-- begin RECORDS SUPPLIED --

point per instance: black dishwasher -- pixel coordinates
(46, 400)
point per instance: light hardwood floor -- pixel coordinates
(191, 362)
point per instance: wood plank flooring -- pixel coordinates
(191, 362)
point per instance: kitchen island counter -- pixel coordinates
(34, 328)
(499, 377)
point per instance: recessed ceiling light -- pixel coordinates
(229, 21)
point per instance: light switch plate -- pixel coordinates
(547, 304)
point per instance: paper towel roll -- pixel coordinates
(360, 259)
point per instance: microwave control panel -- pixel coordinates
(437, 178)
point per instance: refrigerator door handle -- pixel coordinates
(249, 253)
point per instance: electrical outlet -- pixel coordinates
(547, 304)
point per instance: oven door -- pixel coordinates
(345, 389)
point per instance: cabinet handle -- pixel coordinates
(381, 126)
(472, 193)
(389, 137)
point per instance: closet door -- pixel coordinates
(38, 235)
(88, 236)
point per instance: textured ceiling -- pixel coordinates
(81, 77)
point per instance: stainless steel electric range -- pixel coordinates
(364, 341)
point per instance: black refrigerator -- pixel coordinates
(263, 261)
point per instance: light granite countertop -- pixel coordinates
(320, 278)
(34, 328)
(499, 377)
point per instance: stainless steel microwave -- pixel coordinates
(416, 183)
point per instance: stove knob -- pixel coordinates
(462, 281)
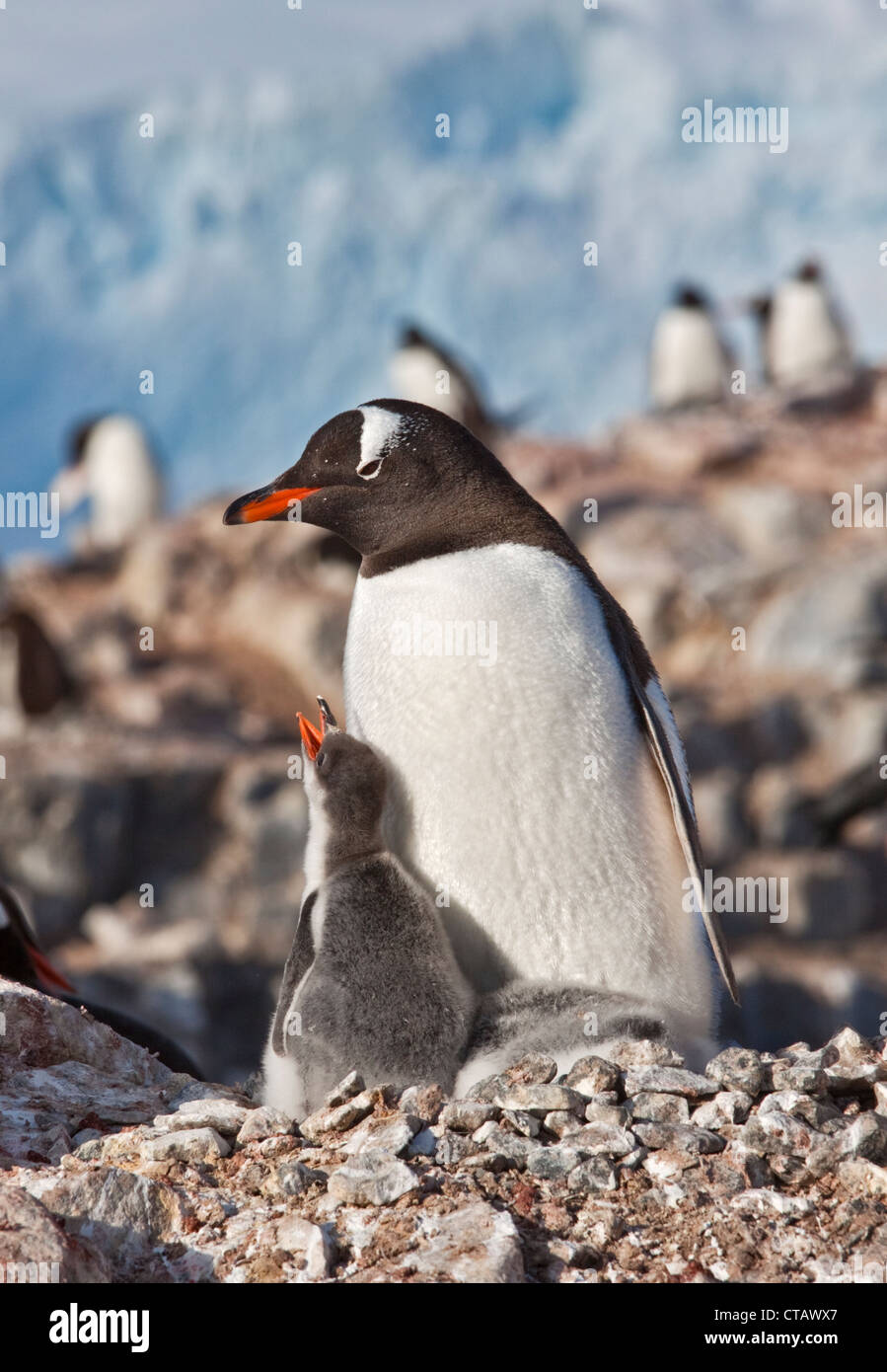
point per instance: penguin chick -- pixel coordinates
(370, 984)
(566, 1023)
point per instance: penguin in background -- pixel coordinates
(34, 674)
(690, 364)
(370, 984)
(761, 310)
(538, 773)
(424, 372)
(111, 465)
(24, 960)
(805, 340)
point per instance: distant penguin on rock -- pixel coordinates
(22, 960)
(805, 340)
(34, 674)
(372, 984)
(690, 362)
(538, 773)
(111, 465)
(426, 373)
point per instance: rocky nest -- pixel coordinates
(766, 1168)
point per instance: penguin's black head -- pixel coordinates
(21, 957)
(347, 777)
(78, 438)
(690, 298)
(384, 477)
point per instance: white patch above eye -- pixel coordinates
(377, 432)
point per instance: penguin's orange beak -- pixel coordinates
(267, 502)
(312, 737)
(44, 969)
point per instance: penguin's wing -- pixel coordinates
(299, 960)
(668, 752)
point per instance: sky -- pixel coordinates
(317, 125)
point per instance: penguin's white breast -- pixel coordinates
(803, 337)
(528, 792)
(686, 361)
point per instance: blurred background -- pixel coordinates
(228, 222)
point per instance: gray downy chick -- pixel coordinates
(370, 984)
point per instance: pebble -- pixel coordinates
(604, 1139)
(591, 1076)
(373, 1178)
(738, 1069)
(224, 1115)
(263, 1122)
(347, 1088)
(675, 1082)
(393, 1135)
(467, 1115)
(725, 1107)
(337, 1118)
(539, 1100)
(658, 1105)
(523, 1122)
(685, 1138)
(554, 1163)
(594, 1175)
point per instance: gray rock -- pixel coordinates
(738, 1069)
(507, 1146)
(532, 1069)
(521, 1121)
(541, 1100)
(775, 1132)
(591, 1076)
(474, 1245)
(296, 1178)
(604, 1139)
(658, 1105)
(263, 1122)
(193, 1146)
(554, 1163)
(424, 1144)
(347, 1088)
(669, 1080)
(313, 1242)
(373, 1178)
(337, 1118)
(680, 1138)
(724, 1108)
(467, 1115)
(224, 1115)
(595, 1175)
(391, 1135)
(454, 1147)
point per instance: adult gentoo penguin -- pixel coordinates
(690, 362)
(805, 338)
(541, 787)
(22, 959)
(372, 984)
(112, 467)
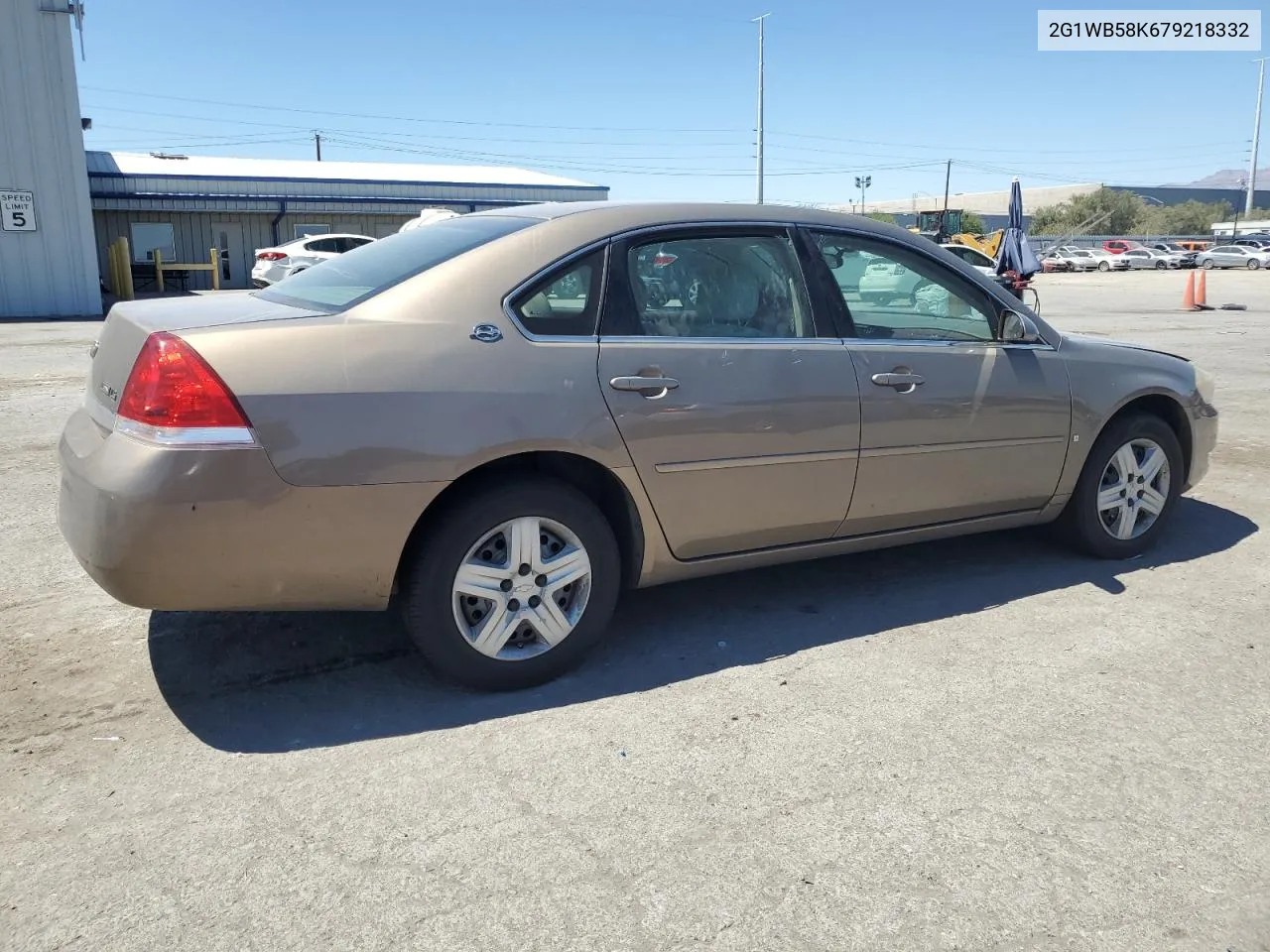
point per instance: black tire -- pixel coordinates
(427, 583)
(1080, 524)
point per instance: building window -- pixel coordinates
(149, 238)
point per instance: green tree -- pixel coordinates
(1185, 218)
(1114, 213)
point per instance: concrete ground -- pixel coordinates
(982, 744)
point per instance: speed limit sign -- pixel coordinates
(17, 211)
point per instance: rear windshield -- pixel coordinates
(356, 276)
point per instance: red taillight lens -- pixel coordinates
(175, 397)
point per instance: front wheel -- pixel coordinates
(1127, 492)
(512, 587)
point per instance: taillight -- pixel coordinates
(175, 398)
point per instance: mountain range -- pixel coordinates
(1225, 178)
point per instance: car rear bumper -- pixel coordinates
(218, 530)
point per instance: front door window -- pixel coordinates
(894, 294)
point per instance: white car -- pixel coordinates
(1233, 257)
(1080, 258)
(273, 264)
(1150, 258)
(883, 281)
(1105, 261)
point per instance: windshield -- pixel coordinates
(356, 276)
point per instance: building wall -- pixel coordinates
(50, 272)
(194, 234)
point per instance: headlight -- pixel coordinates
(1206, 384)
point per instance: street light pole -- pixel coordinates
(758, 171)
(1256, 135)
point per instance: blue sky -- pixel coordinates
(657, 100)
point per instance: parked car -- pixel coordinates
(1188, 258)
(1109, 262)
(1151, 259)
(273, 264)
(1079, 259)
(1233, 257)
(1118, 246)
(426, 424)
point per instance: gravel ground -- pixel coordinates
(980, 744)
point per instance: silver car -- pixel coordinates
(1233, 257)
(490, 424)
(1080, 258)
(1151, 259)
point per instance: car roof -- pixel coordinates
(620, 216)
(331, 234)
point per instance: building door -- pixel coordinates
(227, 238)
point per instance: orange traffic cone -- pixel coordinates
(1189, 298)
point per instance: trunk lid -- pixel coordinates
(130, 322)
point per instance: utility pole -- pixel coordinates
(862, 181)
(1256, 135)
(758, 172)
(942, 235)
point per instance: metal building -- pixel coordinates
(48, 255)
(185, 206)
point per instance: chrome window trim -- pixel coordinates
(852, 343)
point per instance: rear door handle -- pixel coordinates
(903, 382)
(645, 386)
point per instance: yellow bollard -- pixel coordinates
(112, 268)
(126, 268)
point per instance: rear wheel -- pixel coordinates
(1127, 492)
(512, 587)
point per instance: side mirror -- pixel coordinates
(1017, 329)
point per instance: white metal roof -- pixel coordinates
(304, 169)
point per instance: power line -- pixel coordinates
(409, 118)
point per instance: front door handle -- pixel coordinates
(903, 382)
(645, 386)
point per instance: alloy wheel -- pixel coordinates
(522, 588)
(1134, 489)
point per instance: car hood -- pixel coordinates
(1088, 339)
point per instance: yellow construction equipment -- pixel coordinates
(988, 244)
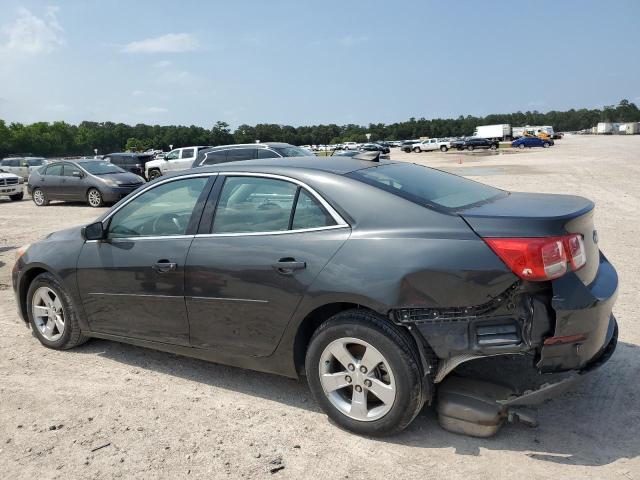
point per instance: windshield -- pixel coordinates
(427, 186)
(294, 152)
(100, 167)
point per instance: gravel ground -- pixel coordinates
(109, 410)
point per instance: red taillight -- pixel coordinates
(540, 259)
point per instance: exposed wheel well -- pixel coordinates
(24, 287)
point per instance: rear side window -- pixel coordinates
(310, 214)
(266, 153)
(427, 186)
(211, 158)
(241, 154)
(252, 204)
(54, 170)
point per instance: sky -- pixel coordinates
(308, 62)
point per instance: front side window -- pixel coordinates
(254, 204)
(54, 170)
(161, 211)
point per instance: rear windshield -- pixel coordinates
(293, 152)
(426, 186)
(100, 167)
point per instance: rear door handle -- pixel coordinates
(164, 266)
(288, 265)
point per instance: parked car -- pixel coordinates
(248, 151)
(407, 145)
(474, 143)
(130, 162)
(374, 147)
(22, 166)
(304, 267)
(11, 185)
(432, 144)
(94, 181)
(176, 160)
(529, 142)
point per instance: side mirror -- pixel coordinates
(94, 231)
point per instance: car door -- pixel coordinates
(51, 181)
(73, 185)
(248, 269)
(132, 283)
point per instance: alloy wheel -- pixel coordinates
(38, 197)
(357, 379)
(94, 198)
(48, 313)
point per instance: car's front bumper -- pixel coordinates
(115, 194)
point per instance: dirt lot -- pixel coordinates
(163, 416)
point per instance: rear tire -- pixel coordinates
(94, 198)
(153, 174)
(392, 370)
(39, 198)
(64, 332)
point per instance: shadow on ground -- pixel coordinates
(593, 426)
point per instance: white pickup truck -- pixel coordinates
(11, 185)
(431, 144)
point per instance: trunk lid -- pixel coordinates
(538, 215)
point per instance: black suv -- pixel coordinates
(131, 162)
(248, 151)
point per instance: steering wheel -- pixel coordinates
(167, 224)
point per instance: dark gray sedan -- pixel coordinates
(372, 279)
(94, 181)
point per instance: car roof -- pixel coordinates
(255, 145)
(339, 165)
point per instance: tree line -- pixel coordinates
(63, 139)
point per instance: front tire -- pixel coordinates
(94, 198)
(365, 373)
(39, 198)
(51, 313)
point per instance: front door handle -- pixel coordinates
(164, 266)
(288, 265)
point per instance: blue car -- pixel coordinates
(531, 142)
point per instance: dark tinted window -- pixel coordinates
(252, 204)
(211, 158)
(69, 169)
(266, 153)
(426, 186)
(54, 169)
(310, 214)
(100, 167)
(241, 154)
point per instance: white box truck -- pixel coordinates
(493, 132)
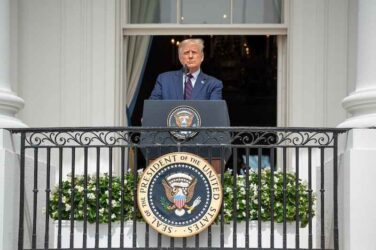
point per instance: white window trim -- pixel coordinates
(280, 30)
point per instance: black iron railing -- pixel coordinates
(75, 179)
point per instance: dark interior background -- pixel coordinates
(247, 65)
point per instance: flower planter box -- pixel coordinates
(203, 242)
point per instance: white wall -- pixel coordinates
(317, 62)
(66, 62)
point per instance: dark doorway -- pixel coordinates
(247, 65)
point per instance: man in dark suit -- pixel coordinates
(190, 83)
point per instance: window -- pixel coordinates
(205, 11)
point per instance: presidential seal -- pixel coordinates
(183, 117)
(179, 194)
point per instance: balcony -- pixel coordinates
(78, 188)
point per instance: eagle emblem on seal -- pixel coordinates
(179, 189)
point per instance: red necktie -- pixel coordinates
(188, 87)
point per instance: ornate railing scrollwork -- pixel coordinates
(160, 136)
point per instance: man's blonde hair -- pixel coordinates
(197, 41)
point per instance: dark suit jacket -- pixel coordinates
(169, 86)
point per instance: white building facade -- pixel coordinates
(63, 63)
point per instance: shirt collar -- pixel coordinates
(195, 74)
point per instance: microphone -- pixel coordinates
(185, 69)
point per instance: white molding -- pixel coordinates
(207, 29)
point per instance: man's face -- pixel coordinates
(191, 56)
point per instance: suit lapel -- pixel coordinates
(178, 83)
(200, 82)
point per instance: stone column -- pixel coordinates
(10, 103)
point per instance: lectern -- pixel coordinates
(187, 114)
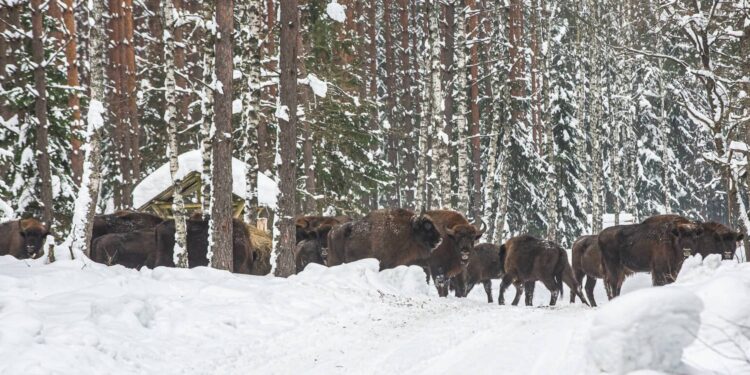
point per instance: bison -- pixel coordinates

-- end RECORDS SUPPLIED --

#### PROBLEM REQUIREMENTS:
Only what runs from the line containing "point per instance: balcony" through the end of the entries above should be extracted, exactly and without pictures.

#### THE OUTPUT:
point per instance: balcony -- pixel coordinates
(78, 188)
point per instance: eagle emblem on seal -- pixel coordinates
(179, 189)
point per instance: red necktie -- pixel coordinates
(188, 87)
point per instance: ornate railing scrollwork -- pixel coordinates
(160, 136)
point per instance: man's blonde hair -- pixel coordinates
(197, 41)
point per instance: dark suit jacket -- pixel coordinates
(169, 86)
point per instance: white building facade -- pixel coordinates
(63, 63)
point per instance: shirt collar -- pixel coordinates
(195, 74)
point per instance: microphone -- pixel coordinates
(185, 69)
point per instance: white molding -- pixel coordinates
(207, 29)
point per instance: man's face -- pixel coordinates
(191, 56)
point per instance: suit lapel -- pixel coordinates
(178, 83)
(200, 82)
point per instance: stone column -- pixel coordinates
(10, 103)
point per instance: lectern -- pixel coordinates
(187, 114)
point per instance: bison -- pixel coordinates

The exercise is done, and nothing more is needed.